• [Text passage]

#####

By design and by default, enclosed concrete spaces heavily secured in built structures exclude. Insiders isolate themselves from the wild natural world outside. They validate each other’s truths and cement their beliefs, so they only receive dubious outsiders, who undergo security checks, satisfy decorum requirements and speak the language. Voices harmonize and synchronize in unison conjuring delusions of grandeur and visions of the future under the industry they thought they have built with their own hands. Their noble vocation, essential. Their technological knowledge, absolute. Their corporate confidence, intact. Thus, they tremble and panic when proven wrong.

The walled echo chamber that svelte insiders trusted to be impenetrable ended up shattered. Their mines were never theirs. The resources they plundered belong to generations of indigenous peoples across the archipelago, who are now in solidarity and are standing up as “national minorities”. Setting aside cultural differences, they unite as Sandugo (one blood), a national alliance of Moro and indigenous peoples who marched to the capital to share the lives and struggles of indigenous communities existing in the fringes of Philippine society.

Through the Pambansang Lakbayan 2017 (national caravan), they assert their right to ancestral domain and self-determination. They demand the end of martial law in Mindanao as this has increased military presence and is aggravating their situation. Repressive state forces function as private guards of haciendas, large-scale logging territories and corporate mining.

Last September 6, Sandugo and Kalikasan People’s Network for the Environment raised their concerns through a protest action at Sofitel, which housed the Mining Philippines 2017 Conference of the Chamber of Mines of the Philippines (COMP). They breached human and concrete barricades and surpassed labyrinthine rerouting schemes to issue mining order closure and open pit ban, as reported in Bulatlat.com. Earlier, as reported by DavaoToday, Sandugo staged a protest at the House of Representatives to convince policy-makers to give zero budget to the National Commission on Indigenous Peoples (NCIP) that allegedly remains untrue to its mandate; the alliance also joined forces with Save Our Schools Network (SOS) and trooped to the Department of Education that allegedly failed to act on harassments affecting Lumad schools.

#####

[Dataset records]

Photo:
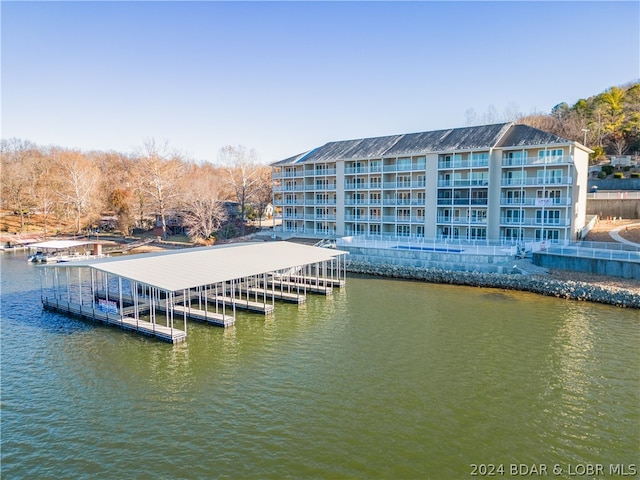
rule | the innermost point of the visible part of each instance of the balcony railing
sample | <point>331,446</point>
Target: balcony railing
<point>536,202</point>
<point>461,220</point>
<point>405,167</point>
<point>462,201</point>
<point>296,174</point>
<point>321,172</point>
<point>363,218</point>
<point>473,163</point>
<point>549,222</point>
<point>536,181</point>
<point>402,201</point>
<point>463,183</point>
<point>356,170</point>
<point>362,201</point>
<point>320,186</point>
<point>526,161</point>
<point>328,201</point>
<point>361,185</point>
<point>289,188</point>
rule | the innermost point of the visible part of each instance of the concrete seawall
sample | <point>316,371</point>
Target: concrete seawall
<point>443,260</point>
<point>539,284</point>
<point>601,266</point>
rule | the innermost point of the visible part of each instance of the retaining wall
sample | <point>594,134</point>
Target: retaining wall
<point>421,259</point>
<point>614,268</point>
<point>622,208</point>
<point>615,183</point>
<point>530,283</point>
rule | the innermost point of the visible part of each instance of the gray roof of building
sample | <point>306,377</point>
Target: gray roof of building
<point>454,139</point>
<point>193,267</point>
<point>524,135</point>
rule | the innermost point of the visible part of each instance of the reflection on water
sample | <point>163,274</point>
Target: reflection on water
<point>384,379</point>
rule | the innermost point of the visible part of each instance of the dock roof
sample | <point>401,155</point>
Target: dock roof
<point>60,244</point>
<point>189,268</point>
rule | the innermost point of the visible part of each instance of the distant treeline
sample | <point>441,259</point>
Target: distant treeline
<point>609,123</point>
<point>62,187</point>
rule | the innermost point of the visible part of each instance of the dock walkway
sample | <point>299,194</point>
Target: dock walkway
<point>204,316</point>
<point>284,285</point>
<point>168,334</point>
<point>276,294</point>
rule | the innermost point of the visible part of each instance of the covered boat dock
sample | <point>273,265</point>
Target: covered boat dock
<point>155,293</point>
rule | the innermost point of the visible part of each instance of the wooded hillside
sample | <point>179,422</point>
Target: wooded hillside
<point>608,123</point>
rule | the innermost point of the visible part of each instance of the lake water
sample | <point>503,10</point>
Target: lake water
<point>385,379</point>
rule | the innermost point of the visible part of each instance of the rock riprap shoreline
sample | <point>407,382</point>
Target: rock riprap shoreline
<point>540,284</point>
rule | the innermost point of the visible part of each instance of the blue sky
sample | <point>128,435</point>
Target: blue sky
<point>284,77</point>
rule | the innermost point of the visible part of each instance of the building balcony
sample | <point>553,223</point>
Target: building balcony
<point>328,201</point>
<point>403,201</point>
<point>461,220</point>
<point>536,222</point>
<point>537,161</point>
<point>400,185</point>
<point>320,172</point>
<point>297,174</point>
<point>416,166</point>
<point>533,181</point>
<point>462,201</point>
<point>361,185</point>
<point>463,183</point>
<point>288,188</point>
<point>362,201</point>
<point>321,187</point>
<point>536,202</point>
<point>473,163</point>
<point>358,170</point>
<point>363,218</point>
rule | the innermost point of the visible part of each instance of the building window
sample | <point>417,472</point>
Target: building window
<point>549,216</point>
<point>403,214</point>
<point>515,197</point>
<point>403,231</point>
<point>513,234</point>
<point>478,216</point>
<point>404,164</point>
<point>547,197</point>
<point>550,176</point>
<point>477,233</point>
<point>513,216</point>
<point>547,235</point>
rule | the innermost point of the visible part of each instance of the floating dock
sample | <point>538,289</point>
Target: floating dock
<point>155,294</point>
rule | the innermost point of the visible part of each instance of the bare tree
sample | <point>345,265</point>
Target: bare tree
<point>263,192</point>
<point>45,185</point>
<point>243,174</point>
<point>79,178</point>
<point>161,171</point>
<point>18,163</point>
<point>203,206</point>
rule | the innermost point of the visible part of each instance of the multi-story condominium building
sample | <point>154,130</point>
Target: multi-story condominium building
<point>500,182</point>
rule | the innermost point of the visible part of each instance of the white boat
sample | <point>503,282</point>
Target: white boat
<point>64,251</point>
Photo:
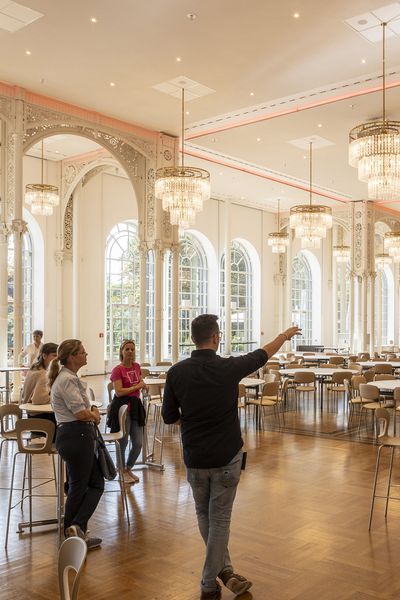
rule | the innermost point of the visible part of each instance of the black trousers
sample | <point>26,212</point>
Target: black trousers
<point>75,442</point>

#####

• [Directions]
**a.** In the text on indigenous protests against mining, copy the passage that runs from "By design and" up to and including "when proven wrong.".
**b.** Condense the paragraph beginning "Through the Pambansang Lakbayan 2017" from the text on indigenous protests against mining into a short bulleted list that keeps its main facts.

• [Answers to the exercises]
**a.**
By design and by default, enclosed concrete spaces heavily secured in built structures exclude. Insiders isolate themselves from the wild natural world outside. They validate each other’s truths and cement their beliefs, so they only receive dubious outsiders, who undergo security checks, satisfy decorum requirements and speak the language. Voices harmonize and synchronize in unison conjuring delusions of grandeur and visions of the future under the industry they thought they have built with their own hands. Their noble vocation, essential. Their technological knowledge, absolute. Their corporate confidence, intact. Thus, they tremble and panic when proven wrong.

**b.**
- Through the Pambansang Lakbayan 2017 (national caravan), the alliance asserts its right to ancestral domain and self-determination.
- It demands an end to martial law in Mindanao, which has increased military presence and worsened its situation.
- Repressive state forces serve as private guards of haciendas, large-scale logging territories and corporate mining.